Point-per-instance localization data:

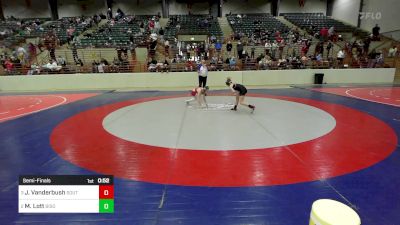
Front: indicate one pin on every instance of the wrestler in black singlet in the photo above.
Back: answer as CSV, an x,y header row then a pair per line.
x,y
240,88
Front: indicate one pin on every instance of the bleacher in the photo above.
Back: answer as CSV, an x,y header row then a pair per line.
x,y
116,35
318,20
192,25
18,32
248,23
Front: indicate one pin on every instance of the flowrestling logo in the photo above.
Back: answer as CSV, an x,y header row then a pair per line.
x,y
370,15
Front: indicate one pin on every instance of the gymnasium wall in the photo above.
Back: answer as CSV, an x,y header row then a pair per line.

What you have to do: For the entries shown above, tally every line containing the word "indicate". Report the tally and nothing else.

Answer for this exercise: 4